TASK> Please output the data below exactly as given, starting at its first line and stopping after the line that contains "Q: Pinpoint the front wheel.".

RECORDS SUPPLIED>

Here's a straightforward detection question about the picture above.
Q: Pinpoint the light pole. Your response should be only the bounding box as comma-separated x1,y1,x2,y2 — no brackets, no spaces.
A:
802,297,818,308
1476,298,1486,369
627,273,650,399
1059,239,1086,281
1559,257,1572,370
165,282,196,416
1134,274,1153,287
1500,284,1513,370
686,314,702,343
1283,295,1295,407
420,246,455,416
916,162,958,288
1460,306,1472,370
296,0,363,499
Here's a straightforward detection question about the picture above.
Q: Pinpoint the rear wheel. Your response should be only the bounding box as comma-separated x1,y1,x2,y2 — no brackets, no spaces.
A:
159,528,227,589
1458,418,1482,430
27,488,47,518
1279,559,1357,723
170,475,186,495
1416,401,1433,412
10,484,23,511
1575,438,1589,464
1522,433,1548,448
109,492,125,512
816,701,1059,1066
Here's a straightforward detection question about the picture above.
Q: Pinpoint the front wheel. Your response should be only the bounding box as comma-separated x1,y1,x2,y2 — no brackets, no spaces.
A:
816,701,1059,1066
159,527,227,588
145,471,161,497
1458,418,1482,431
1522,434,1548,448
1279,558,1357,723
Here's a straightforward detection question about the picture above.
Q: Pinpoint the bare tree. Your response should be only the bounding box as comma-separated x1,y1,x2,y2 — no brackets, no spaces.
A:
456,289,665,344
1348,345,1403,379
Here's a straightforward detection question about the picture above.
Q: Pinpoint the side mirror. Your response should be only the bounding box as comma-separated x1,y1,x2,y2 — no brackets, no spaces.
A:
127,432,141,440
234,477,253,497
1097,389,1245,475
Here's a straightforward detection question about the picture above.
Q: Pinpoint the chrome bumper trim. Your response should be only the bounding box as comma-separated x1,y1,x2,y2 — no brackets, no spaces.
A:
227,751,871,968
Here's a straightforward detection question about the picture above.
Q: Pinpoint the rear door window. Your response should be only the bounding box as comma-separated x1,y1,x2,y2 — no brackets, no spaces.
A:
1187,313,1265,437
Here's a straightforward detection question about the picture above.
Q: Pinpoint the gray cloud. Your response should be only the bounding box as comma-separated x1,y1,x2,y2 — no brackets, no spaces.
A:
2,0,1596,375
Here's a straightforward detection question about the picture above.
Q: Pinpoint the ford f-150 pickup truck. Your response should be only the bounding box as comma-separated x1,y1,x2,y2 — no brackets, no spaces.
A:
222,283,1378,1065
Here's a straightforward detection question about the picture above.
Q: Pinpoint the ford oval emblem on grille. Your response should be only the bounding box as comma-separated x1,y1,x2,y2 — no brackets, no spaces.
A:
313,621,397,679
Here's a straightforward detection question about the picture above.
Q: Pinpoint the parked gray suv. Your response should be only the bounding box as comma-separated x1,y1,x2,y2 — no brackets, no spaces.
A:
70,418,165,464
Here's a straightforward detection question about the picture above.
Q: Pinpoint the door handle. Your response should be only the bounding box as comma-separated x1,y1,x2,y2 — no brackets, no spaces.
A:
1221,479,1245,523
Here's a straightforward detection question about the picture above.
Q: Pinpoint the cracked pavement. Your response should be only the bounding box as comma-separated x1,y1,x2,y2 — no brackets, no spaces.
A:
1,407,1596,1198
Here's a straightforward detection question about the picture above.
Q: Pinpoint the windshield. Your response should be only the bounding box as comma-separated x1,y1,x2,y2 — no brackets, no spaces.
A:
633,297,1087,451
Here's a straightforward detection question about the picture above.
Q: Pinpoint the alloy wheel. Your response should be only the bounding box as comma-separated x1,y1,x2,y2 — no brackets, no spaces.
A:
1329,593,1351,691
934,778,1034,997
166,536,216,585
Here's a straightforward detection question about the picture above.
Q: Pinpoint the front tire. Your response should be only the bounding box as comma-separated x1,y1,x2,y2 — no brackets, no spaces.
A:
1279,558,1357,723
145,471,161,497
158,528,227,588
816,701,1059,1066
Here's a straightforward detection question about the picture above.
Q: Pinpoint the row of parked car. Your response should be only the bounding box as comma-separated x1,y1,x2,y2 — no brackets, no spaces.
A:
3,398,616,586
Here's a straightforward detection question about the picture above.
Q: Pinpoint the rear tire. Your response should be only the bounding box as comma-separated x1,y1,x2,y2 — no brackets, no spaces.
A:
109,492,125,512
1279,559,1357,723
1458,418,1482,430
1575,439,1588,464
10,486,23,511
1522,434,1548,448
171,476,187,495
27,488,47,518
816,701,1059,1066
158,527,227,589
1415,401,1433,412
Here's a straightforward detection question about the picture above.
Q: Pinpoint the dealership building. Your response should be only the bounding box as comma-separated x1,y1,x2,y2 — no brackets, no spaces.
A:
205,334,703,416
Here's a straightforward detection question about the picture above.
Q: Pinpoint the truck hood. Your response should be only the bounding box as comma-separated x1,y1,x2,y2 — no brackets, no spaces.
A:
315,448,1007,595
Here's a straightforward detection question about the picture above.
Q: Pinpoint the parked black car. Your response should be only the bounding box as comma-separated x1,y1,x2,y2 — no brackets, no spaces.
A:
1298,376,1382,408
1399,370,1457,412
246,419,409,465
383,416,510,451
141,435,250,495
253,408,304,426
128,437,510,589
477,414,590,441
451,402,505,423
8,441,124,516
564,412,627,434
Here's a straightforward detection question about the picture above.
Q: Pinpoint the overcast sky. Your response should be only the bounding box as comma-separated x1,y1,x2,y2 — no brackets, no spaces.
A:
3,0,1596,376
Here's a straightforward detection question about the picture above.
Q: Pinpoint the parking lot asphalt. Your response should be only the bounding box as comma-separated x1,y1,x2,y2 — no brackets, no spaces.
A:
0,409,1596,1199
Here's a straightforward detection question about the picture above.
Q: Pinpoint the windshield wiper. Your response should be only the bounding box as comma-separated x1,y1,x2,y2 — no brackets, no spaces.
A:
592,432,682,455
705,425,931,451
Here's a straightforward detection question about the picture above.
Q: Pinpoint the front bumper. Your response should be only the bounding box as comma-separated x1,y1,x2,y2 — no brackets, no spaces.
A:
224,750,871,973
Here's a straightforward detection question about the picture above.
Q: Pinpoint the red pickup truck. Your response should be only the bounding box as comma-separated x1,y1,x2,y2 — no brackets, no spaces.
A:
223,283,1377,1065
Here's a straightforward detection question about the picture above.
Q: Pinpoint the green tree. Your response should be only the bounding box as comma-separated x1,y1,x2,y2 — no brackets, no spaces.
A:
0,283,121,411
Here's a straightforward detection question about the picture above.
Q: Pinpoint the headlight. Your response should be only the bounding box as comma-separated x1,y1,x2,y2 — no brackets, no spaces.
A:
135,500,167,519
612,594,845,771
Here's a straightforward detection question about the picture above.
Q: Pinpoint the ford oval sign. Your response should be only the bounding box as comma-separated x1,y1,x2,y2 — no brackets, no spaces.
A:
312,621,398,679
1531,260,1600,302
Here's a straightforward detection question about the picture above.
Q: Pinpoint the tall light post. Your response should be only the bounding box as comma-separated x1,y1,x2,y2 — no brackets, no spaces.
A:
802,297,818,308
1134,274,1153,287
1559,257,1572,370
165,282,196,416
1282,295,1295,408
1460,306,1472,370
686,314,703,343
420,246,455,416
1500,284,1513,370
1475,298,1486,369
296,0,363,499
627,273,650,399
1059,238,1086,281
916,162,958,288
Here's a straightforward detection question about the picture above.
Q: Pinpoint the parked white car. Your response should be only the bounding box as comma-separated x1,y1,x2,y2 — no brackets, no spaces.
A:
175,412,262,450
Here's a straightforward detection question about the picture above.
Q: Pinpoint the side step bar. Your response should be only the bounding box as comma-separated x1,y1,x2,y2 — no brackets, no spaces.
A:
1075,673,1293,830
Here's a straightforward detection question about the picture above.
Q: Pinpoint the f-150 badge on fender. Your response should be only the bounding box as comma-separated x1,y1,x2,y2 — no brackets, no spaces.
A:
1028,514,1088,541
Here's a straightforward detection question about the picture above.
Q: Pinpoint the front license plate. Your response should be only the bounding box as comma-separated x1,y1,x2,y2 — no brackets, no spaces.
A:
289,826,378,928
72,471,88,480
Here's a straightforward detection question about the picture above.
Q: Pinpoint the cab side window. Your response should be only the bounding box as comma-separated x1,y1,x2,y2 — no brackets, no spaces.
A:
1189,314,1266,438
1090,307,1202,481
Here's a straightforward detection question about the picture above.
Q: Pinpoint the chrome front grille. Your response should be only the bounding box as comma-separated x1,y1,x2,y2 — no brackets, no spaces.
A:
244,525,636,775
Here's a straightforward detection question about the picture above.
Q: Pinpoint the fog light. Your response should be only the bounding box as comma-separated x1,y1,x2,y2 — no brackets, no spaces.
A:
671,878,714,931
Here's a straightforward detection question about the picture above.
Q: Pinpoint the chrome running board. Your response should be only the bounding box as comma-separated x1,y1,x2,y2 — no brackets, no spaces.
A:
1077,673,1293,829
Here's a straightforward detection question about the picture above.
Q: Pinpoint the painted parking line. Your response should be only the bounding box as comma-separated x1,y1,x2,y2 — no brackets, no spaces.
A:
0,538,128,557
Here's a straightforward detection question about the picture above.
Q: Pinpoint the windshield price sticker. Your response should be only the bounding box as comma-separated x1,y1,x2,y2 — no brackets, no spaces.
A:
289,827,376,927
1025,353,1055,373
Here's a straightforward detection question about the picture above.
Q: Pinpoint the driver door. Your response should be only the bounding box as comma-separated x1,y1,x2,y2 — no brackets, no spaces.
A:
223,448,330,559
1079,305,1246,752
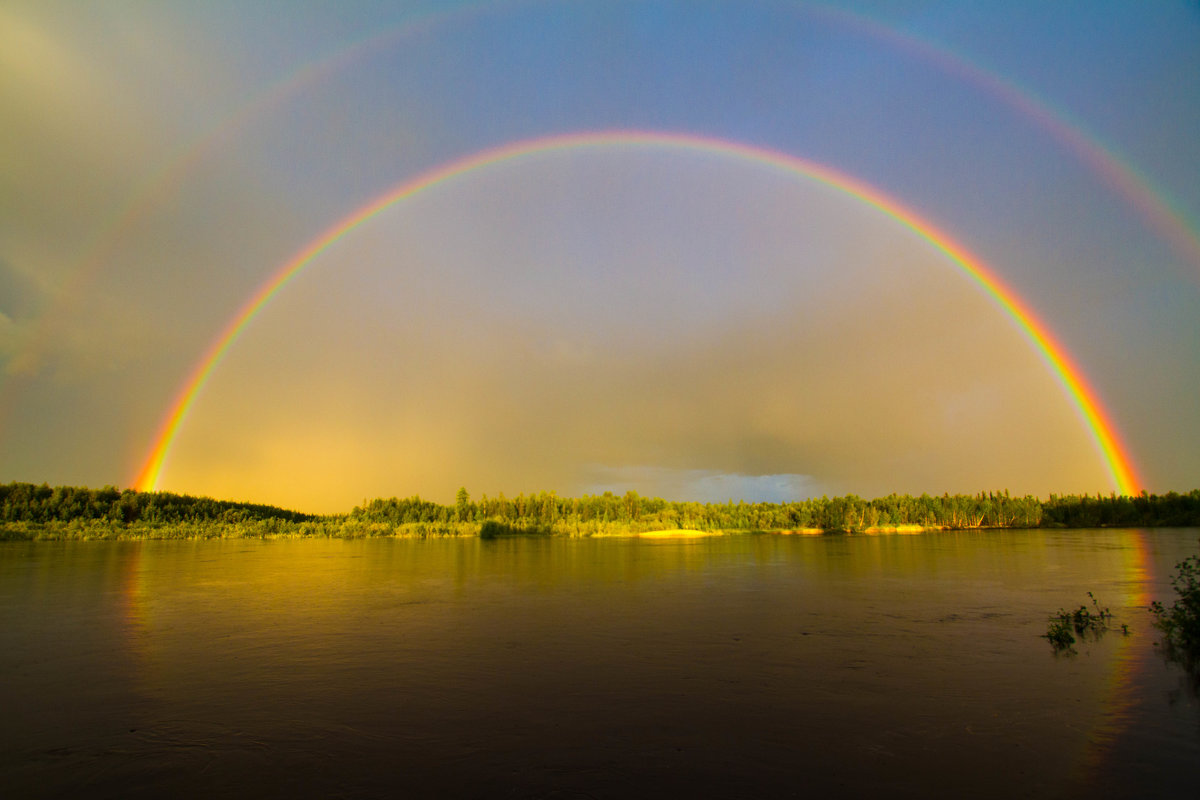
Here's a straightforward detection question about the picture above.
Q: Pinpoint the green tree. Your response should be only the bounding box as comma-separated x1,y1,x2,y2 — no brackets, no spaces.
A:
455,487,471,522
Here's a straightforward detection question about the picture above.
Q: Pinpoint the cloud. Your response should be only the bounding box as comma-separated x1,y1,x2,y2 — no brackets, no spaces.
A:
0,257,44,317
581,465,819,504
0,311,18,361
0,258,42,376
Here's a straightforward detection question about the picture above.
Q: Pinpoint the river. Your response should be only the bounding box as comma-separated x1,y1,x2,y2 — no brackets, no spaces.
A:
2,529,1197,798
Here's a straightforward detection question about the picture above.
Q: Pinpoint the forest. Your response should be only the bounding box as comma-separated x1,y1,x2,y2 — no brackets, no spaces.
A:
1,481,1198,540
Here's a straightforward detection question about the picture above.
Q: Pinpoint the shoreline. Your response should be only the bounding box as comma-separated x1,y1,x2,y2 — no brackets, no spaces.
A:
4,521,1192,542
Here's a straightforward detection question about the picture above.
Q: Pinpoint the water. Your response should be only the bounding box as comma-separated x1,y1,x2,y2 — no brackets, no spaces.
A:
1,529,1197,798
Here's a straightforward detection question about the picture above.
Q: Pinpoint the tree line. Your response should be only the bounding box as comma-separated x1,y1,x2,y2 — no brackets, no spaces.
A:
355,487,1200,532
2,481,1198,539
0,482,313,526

SOLVED PROBLEM>
Here's a straightforward detection question about the picture above.
Q: Pinpoint the light pole. Your response should be only the bounding box as comma-separated x1,y1,x2,y2 — no brackets, no spaces.
A:
802,297,818,308
1476,298,1486,369
627,273,650,399
1059,239,1086,281
1559,257,1572,370
165,282,196,416
1134,274,1153,287
1500,284,1513,370
686,314,702,343
1283,295,1295,407
420,246,455,416
916,162,958,288
1460,306,1472,370
296,0,363,499
Here's a straightforward detection question about the picture above.
Q: Pinpoint the rear wheel. Your response should be only the bounding box as comma-separated x1,y1,x2,y2 — no brackets, no spaces.
A:
159,528,227,589
1458,418,1482,430
27,488,47,518
1279,559,1357,723
170,475,186,495
1416,401,1433,412
10,484,23,511
1575,438,1589,464
1522,433,1548,448
109,492,125,512
816,701,1059,1066
Here's a straightforward detection question about the picture above.
Q: Pinpoint the front wheel. Your response should be only the bounding box as comma-separated x1,y1,x2,y2 — no brackets, no spaces.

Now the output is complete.